DOCUMENT SEGMENT:
--- BEGIN ---

# Mohican rear suspension noisy



## roverman (Mar 14, 2006)

Autotrail Mohican 1999 2.8td on a alcoa chassis, the rear shocker seems to be leaking and noisy, are the ones fitted to alcoa chassis smaller than the ones on the standard chassis, if so is it a job for a motorhome dealer, or a normal garage will suffice? 

comments pls 

roverman...


----------



## SaddleTramp (Feb 15, 2007)

I cannot speak for your actual model as I am not familiar totally with it but I will comment on the Norm.

Usually the Shock absorbers are the standard ones on the supplied chassis, It can be pretty easy to change even yourself, It usually comprises of needing a Jack, Spanners/socket to remove 2 bolts one at the top and one at the bottom, This fitting can have more bolts but the general idea is the same.

What you need to do is Jack your unit up on the chassis so that it lets your axle hang, Then when most of the tension is off the shocker loosen the bolts and remove, Replacement is a reverse of the removal, When replacing you may to either compress the shocker a little or lower your jack a little depending on the actual length.

Or you can of course just take it to a normal garage as per question.

There is usually a number on the shocker and you quote that for a replacement.

You can find out more here :- http://www.al-ko.co.uk/axletech-shocks.htm


----------



## roverman (Mar 14, 2006)

Thanks Les 

I posted this for a mate of mine whose touring France, i will pass on the info a.s.a.p, to put his mind at rest. 

Many thanks. 


Paul...


----------



## Pudsey_Bear (Sep 25, 2008)

SaddleTramp said:


> I cannot speak for your actual model as I am not familiar totally with it but I will comment on the Norm.
> 
> Usually the Shock absorbers are the standard ones on the supplied chassis, It can be pretty easy to change even yourself, It usually comprises of needing a Jack, Spanners/socket to remove 2 bolts one at the top and one at the bottom, This fitting can have more bolts but the general idea is the same.
> 
> ...


Not forgetting to use axle stands, hydraulics are not reliable enough to work under.

Kev.


----------



## SaddleTramp (Feb 15, 2007)

Kev_n_Liz said:


> SaddleTramp said:
> 
> 
> > I cannot speak for your actual model as I am not familiar totally with it but I will comment on the Norm.
> ...


I "Stand" corrected Kev, I just use them automatically and never think when telling someone how to do something.


----------



## Pudsey_Bear (Sep 25, 2008)

No problem Les, everyone used to have ramps and stands, but you rarely see them these days, I've seen people using brick/stone/breeze blocks, not very bright people, I prefer wooden blocks, loads of warning before the sky falls in.

Kev


----------

--- END ---

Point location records
--- BEGIN ---

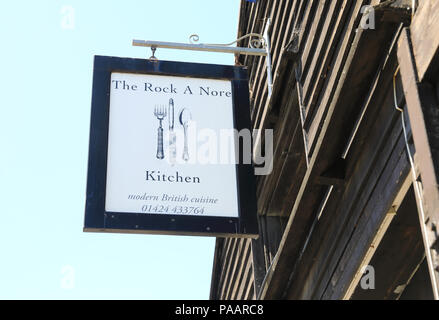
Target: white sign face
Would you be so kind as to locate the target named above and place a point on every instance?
(164, 146)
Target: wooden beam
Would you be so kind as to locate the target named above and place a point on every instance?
(425, 38)
(424, 118)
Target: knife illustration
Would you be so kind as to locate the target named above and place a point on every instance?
(172, 136)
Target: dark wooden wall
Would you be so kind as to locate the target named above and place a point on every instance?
(341, 170)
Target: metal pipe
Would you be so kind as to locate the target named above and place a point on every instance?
(199, 47)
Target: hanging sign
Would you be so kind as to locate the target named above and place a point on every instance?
(165, 154)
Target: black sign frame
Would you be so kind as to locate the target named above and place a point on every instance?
(97, 219)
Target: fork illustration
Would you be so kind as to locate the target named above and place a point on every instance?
(160, 113)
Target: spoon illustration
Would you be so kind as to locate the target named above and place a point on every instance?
(185, 117)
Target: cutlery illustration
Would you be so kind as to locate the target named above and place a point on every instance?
(160, 113)
(185, 117)
(172, 136)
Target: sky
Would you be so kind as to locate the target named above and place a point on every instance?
(46, 61)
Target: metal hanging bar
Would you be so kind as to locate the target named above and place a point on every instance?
(258, 47)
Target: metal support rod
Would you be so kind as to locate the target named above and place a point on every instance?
(265, 51)
(268, 57)
(200, 47)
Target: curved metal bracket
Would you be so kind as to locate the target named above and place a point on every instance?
(258, 47)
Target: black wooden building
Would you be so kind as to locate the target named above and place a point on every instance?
(355, 115)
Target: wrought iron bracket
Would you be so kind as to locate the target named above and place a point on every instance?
(259, 45)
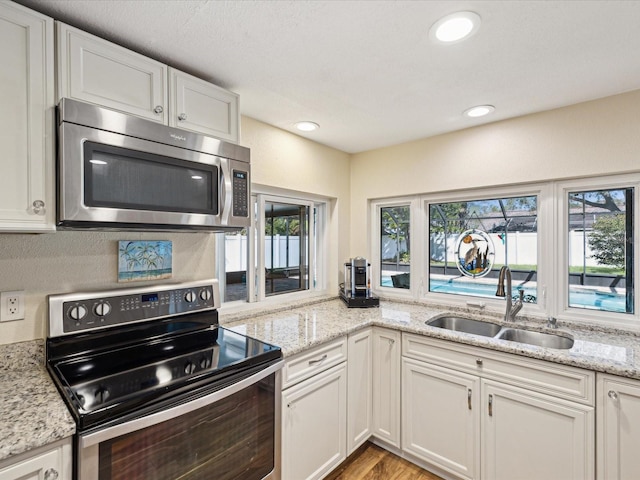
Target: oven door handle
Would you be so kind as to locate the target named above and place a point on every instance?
(95, 438)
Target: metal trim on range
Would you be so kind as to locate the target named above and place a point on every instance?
(57, 312)
(89, 444)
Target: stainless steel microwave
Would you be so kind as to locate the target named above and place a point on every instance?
(120, 172)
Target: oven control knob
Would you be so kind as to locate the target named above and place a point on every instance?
(78, 312)
(102, 309)
(102, 395)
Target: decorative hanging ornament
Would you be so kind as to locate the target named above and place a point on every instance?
(476, 253)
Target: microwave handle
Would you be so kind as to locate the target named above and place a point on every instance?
(92, 439)
(227, 191)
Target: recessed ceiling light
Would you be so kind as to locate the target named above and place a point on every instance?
(455, 27)
(307, 126)
(479, 111)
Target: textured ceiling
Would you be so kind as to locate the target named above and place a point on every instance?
(366, 71)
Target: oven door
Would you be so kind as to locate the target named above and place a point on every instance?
(233, 433)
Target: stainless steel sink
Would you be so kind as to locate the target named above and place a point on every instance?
(488, 329)
(547, 340)
(466, 325)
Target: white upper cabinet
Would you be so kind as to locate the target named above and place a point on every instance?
(26, 126)
(97, 71)
(94, 70)
(202, 107)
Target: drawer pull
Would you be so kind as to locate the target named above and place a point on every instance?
(319, 360)
(51, 474)
(38, 207)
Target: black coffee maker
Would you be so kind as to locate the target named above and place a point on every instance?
(356, 289)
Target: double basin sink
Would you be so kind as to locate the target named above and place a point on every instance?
(488, 329)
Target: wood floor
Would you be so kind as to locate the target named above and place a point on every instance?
(371, 462)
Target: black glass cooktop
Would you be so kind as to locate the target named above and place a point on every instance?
(105, 377)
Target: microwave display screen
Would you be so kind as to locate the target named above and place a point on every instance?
(122, 178)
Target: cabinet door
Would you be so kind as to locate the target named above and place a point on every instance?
(26, 125)
(203, 107)
(100, 72)
(526, 435)
(386, 386)
(618, 435)
(359, 389)
(314, 420)
(47, 463)
(440, 418)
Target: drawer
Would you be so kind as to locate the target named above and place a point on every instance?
(561, 381)
(318, 359)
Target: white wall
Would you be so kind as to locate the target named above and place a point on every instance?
(73, 261)
(593, 138)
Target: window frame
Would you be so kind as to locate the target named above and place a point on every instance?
(317, 257)
(544, 226)
(375, 256)
(561, 308)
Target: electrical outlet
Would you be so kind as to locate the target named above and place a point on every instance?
(11, 306)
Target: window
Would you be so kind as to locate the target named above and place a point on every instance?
(470, 241)
(286, 247)
(235, 265)
(600, 249)
(395, 246)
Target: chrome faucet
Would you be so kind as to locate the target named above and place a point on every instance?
(512, 308)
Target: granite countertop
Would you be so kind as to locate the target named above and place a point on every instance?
(297, 329)
(32, 413)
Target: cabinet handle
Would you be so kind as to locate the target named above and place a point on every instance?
(319, 360)
(51, 474)
(38, 207)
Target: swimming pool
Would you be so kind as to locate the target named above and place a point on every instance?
(578, 297)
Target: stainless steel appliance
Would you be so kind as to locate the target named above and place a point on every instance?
(159, 390)
(117, 171)
(356, 289)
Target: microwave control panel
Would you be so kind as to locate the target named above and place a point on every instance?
(240, 193)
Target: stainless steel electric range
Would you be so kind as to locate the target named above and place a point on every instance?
(159, 390)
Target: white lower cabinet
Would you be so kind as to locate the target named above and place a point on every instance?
(314, 412)
(472, 423)
(618, 405)
(441, 422)
(386, 386)
(526, 435)
(52, 462)
(359, 401)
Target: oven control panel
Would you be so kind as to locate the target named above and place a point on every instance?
(88, 311)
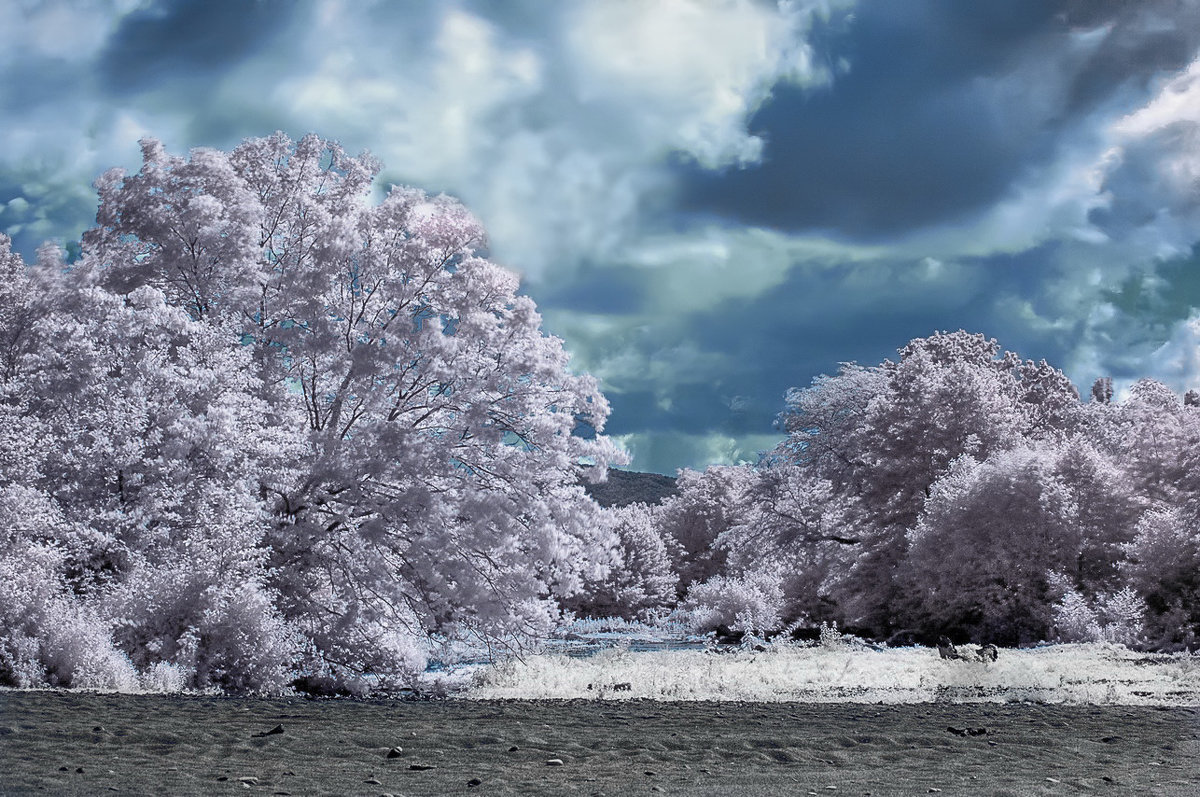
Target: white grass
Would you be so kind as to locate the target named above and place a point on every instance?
(1061, 673)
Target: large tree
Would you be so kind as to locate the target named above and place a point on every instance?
(371, 399)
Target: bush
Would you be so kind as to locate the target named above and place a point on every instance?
(750, 603)
(48, 636)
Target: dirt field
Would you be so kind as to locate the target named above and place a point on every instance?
(65, 743)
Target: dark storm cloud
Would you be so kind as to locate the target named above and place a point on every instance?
(943, 107)
(189, 40)
(1140, 39)
(820, 317)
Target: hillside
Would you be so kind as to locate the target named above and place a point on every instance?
(625, 487)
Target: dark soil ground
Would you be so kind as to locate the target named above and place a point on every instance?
(72, 743)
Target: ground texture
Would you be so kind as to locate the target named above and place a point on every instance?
(71, 743)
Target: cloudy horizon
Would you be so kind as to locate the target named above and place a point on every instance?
(711, 202)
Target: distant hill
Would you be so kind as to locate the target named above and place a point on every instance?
(625, 487)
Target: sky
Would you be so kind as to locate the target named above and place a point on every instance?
(711, 201)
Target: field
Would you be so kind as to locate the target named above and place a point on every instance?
(1125, 723)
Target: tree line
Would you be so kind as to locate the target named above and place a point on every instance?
(267, 432)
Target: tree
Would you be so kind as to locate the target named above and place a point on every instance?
(639, 580)
(991, 534)
(300, 430)
(885, 436)
(691, 521)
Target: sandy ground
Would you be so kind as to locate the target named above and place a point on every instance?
(71, 743)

--- END ---

WHAT IS ASKED:
**a)** In the thread about the noisy Mohican rear suspension, what kind of blocks does Kev say he prefers to use?
**b)** Reproduce the records word for word, starting at the line that contains "Target: large tree" and ending at the last line of the records.

EXERCISE ANSWERS:
**a)** Wooden blocks.

**b)**
Target: large tree
Would you be so kind as to locate the target named above and place a point on every instance?
(371, 399)
Target: bush
Would you be so kind as to locate the target named above and place a point on every instance?
(750, 603)
(48, 636)
Target: dirt field
Would you be so kind as to locate the target named above and place a point on every instance?
(65, 743)
Target: dark storm cloud
Would you be so kind as to locate the target named above and place a point on every instance?
(943, 107)
(189, 40)
(1140, 39)
(820, 317)
Target: hillside
Would you be so kind as to locate the target named above and place a point on every instance?
(625, 487)
Target: dark soil ground
Would you be so kind as to locate the target named above and place a point on every instance?
(72, 743)
Target: ground texture
Would you be so kind as to locate the target named above and place a point on every instance?
(71, 743)
Target: cloudy horizon
Would you be so kind as to locate the target named above and place a point on every instance?
(711, 202)
Target: distant hill
Would you be so kind as to locate the target named above and place a point on every instance?
(625, 487)
Target: sky
Would you be so kind as to locate the target named above and place a point on every instance?
(711, 201)
Target: field
Would you be so kind as to locate the target named above and place a point on every instance?
(1125, 723)
Target: tree line
Would you be so kind as to locate the target named above and place a point on every instance?
(267, 432)
Target: tree
Would you be so kind as to locate the target named above and place a point on every instance?
(639, 580)
(991, 534)
(300, 430)
(885, 436)
(691, 521)
Target: sandy ground
Would you be so kind as to locate the target named above and place a point on every instance?
(71, 743)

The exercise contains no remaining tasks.